• PROBLEM DESCRIPTION
Emit a verbatim copy of the lines running from the line with "the pile of root vegetables" through the end of the material below.

• DATA ROWS
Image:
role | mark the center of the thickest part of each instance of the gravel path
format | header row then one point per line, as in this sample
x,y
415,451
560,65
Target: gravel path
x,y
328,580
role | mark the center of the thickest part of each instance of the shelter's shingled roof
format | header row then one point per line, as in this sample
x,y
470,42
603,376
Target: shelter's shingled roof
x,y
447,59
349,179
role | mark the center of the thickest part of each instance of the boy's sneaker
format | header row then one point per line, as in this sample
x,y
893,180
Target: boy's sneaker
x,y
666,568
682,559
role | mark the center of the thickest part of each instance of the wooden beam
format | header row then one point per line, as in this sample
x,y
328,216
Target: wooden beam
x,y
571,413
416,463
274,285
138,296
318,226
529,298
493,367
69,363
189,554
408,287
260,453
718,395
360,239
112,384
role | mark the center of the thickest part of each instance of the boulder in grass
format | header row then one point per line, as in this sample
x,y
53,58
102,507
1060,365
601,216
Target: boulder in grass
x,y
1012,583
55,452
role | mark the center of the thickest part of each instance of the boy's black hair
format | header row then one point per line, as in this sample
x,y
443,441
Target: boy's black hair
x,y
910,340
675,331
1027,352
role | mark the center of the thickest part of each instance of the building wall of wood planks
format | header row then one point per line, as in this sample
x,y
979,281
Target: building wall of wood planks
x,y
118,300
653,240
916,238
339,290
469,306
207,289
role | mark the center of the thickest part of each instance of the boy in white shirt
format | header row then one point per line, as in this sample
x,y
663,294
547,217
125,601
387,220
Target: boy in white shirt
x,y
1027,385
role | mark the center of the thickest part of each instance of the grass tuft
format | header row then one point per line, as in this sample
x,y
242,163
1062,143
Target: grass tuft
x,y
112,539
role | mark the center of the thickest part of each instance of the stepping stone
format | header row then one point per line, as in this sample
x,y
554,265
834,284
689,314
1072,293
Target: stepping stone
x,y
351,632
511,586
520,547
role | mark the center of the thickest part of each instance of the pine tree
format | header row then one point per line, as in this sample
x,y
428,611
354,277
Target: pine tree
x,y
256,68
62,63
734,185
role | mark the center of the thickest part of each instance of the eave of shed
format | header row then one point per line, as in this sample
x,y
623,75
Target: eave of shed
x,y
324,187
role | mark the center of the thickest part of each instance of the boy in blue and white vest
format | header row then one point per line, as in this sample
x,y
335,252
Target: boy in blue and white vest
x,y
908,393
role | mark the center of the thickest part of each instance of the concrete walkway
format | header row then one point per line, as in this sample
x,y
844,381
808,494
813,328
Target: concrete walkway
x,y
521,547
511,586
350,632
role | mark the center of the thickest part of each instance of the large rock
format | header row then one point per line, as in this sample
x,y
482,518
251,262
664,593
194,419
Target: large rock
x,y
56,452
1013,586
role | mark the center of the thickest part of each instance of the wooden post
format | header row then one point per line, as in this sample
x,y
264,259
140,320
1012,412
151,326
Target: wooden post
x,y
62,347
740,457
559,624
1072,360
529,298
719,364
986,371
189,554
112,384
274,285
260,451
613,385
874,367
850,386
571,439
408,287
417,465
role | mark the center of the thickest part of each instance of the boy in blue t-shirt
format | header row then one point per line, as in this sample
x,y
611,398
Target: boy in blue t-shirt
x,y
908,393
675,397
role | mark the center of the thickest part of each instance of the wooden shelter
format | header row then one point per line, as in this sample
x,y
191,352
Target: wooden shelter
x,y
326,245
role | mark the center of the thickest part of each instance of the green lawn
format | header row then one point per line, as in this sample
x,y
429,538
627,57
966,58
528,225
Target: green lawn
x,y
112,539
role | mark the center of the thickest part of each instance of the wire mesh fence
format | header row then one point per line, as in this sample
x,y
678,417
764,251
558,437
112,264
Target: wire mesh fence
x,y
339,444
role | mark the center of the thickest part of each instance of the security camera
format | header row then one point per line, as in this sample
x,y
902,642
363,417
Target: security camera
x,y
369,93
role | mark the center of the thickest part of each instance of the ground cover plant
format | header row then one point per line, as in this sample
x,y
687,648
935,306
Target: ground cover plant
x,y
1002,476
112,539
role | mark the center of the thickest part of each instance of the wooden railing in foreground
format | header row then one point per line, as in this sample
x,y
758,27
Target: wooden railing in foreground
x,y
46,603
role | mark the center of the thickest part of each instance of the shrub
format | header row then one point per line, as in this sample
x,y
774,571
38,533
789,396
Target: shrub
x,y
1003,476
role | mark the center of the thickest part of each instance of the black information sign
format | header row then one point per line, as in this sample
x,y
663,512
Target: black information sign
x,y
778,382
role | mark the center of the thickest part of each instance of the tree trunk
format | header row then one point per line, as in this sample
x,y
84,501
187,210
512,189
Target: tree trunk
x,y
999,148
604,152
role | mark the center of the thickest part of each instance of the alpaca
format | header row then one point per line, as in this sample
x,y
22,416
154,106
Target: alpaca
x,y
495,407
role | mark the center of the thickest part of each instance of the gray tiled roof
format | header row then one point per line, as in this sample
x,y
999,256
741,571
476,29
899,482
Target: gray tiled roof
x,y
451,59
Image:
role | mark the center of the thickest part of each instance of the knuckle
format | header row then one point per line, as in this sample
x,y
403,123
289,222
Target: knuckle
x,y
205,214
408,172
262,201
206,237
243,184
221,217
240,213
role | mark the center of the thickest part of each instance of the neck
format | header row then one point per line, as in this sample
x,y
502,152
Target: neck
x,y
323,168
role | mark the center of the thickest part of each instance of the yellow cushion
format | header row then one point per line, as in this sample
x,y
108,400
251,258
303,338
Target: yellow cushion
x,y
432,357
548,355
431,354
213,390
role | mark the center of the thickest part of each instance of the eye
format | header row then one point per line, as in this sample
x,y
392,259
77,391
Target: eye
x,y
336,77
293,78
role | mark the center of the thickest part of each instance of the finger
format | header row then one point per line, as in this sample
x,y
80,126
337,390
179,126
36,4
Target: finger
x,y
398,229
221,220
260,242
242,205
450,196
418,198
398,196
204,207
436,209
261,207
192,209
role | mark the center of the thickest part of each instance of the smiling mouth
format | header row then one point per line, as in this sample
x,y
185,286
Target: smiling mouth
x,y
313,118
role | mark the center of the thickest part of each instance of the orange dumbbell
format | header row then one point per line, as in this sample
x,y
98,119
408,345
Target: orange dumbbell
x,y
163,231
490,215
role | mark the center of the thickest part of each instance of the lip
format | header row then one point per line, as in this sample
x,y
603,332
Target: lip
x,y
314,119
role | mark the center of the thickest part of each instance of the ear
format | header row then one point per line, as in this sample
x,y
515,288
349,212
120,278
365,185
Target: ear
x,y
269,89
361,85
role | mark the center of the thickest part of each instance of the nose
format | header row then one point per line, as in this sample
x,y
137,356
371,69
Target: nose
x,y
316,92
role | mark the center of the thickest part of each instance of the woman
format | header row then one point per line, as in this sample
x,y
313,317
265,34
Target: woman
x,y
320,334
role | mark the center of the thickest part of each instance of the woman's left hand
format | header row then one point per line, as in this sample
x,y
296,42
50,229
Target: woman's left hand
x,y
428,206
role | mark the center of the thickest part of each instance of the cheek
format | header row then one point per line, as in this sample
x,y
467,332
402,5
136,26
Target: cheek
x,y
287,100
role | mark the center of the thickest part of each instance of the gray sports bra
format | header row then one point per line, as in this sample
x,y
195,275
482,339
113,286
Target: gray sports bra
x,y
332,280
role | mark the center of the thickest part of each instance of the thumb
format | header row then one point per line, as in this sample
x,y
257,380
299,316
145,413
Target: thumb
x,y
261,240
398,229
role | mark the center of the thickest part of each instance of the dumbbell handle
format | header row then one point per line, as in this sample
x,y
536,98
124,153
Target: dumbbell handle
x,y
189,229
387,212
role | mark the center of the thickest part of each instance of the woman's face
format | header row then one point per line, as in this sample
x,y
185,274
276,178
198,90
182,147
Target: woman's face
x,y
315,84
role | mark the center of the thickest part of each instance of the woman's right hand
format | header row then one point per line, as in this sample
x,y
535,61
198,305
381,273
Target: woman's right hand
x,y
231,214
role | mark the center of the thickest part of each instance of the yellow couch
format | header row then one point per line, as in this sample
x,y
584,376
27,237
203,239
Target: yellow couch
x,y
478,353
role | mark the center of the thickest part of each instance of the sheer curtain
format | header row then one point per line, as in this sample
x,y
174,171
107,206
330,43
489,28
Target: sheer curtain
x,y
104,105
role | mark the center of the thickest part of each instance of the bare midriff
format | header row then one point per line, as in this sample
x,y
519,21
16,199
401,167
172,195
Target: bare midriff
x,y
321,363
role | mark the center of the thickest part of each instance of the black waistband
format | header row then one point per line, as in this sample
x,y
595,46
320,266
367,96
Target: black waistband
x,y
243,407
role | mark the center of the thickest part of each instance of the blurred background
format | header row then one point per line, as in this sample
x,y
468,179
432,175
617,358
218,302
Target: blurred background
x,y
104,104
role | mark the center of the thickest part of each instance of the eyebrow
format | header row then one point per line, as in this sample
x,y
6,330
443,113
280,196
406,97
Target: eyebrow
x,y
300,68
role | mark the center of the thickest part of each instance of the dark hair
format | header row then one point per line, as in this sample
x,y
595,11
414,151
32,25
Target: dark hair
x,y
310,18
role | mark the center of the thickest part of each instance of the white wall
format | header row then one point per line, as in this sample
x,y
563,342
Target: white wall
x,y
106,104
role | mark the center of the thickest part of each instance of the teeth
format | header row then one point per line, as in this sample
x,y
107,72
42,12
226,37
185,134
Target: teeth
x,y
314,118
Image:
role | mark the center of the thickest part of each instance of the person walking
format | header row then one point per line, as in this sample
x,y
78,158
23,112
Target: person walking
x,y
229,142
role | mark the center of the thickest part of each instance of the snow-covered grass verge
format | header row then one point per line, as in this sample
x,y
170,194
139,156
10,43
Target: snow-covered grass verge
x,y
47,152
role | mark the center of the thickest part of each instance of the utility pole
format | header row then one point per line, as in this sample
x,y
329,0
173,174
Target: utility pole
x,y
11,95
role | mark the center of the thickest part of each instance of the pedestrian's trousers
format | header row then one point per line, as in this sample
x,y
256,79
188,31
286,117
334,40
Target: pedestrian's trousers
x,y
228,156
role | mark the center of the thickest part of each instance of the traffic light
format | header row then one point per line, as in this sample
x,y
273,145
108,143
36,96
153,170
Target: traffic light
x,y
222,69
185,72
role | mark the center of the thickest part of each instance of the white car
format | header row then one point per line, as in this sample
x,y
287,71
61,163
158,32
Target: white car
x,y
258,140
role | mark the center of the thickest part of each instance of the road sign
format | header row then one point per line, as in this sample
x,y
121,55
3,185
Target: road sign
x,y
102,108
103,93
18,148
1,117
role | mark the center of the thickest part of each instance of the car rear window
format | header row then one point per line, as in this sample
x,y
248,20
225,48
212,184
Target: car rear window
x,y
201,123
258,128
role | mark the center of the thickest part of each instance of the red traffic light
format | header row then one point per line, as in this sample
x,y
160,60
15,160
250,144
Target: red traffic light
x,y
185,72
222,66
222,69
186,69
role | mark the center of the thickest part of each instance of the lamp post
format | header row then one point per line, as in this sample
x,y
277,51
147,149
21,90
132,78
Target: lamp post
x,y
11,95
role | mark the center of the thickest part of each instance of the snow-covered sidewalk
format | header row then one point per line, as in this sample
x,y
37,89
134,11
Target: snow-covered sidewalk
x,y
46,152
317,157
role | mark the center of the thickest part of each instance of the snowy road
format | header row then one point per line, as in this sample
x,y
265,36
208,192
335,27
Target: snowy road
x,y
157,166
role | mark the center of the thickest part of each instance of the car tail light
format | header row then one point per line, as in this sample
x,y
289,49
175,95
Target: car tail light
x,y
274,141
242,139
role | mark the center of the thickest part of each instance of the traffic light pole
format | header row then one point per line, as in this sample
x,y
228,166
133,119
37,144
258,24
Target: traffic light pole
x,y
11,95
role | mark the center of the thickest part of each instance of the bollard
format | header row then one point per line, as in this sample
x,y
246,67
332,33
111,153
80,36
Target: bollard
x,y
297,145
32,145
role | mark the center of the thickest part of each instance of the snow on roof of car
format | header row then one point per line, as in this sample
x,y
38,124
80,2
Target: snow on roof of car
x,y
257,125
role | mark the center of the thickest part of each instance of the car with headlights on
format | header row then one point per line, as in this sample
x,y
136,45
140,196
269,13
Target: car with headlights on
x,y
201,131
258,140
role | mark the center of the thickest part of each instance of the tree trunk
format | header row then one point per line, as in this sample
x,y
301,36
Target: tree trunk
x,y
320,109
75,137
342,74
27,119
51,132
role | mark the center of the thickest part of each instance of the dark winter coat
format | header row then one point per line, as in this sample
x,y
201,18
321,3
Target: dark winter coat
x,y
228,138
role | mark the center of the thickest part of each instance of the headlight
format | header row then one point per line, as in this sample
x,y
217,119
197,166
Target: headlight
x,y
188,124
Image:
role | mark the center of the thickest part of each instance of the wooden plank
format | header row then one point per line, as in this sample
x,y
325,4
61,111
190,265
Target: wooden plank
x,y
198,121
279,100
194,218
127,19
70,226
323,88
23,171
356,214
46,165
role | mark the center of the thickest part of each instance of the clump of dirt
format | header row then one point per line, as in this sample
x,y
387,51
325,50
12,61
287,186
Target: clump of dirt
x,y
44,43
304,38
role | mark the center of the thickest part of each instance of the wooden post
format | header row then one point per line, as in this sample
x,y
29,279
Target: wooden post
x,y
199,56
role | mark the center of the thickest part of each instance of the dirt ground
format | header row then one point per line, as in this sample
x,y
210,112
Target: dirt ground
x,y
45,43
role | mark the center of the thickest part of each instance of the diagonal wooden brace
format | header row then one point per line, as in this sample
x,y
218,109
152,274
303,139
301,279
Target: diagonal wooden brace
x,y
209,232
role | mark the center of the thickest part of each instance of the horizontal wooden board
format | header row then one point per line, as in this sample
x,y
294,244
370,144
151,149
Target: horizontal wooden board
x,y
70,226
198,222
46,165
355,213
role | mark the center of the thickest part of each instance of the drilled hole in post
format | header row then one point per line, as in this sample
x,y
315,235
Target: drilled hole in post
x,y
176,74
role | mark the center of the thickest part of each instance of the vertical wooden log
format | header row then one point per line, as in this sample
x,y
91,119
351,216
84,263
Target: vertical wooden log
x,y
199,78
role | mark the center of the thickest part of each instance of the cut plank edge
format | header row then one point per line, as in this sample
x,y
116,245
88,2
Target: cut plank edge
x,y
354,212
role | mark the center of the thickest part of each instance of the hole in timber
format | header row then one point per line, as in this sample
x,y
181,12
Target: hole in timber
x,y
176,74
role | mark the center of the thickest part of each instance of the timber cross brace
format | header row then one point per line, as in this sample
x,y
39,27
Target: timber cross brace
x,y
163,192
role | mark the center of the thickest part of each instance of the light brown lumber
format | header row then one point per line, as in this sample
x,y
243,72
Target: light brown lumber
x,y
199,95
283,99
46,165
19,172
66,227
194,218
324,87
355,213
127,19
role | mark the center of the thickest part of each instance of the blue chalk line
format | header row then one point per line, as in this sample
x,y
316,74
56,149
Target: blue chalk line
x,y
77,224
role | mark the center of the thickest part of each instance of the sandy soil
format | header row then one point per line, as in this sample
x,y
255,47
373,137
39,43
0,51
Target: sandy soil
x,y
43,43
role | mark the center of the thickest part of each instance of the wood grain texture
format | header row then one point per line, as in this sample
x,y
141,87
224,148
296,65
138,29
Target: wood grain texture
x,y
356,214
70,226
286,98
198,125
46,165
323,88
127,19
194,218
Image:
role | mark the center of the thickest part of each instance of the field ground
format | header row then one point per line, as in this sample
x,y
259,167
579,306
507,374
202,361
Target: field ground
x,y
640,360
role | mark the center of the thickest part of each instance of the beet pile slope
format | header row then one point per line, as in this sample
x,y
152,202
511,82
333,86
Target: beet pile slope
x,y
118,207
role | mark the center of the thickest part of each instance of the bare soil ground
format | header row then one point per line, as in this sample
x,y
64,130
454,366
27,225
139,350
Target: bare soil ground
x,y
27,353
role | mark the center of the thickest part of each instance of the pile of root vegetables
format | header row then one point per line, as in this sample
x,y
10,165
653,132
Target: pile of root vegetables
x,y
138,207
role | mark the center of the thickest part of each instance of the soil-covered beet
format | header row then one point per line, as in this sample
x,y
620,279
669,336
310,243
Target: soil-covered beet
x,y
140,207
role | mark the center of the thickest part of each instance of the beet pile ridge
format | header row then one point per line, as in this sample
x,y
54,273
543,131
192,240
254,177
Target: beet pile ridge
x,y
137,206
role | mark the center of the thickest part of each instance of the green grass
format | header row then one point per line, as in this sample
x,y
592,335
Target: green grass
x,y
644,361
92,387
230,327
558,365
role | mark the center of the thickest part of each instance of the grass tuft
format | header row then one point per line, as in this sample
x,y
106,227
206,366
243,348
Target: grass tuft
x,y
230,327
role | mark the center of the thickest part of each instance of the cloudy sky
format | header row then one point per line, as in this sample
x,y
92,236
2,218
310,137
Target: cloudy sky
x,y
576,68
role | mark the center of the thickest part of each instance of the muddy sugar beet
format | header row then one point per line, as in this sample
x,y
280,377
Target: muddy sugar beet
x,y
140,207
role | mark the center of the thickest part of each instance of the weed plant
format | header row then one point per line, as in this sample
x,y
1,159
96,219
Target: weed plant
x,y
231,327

• RESULT FOR THIS EXERCISE
role | mark the center of the thickest part of each instance of the pile of root vegetables
format | header row then one point per line, as in this sample
x,y
10,165
653,132
Target: pile of root vegetables
x,y
138,207
role | mark the center of the thickest part of each instance of the soil-covered beet
format | header row then one point per line, as in this sample
x,y
620,279
669,336
310,243
Target: soil-covered beet
x,y
140,207
role | mark the center of the thickest part of each instance of the beet pile ridge
format | header row then one point per line, as in this sample
x,y
54,273
543,131
192,240
254,177
Target: beet pile ridge
x,y
137,206
role | mark the center of the thickest part of each instance of the green grass
format | header row then one point per line, as in this sample
x,y
592,335
Target: green grass
x,y
644,361
92,387
230,327
558,365
role | mark the center of the thickest part of each instance of the grass tuft
format | header row then one point per line, as in this sample
x,y
106,227
206,366
243,348
Target: grass tuft
x,y
230,327
role | mark the center of the thickest part of each instance of the cloudy sky
format | header row then one point per line, as in this sample
x,y
92,236
2,218
310,137
Target: cloudy sky
x,y
576,68
role | mark the center of the thickest part of each instance of the muddy sugar beet
format | header row then one point per line, as in this sample
x,y
280,377
Target: muddy sugar beet
x,y
140,207
role | mark the center of the thickest part of each instance of the weed plant
format | header row then one point per line, as in this sample
x,y
1,159
96,219
Target: weed plant
x,y
231,327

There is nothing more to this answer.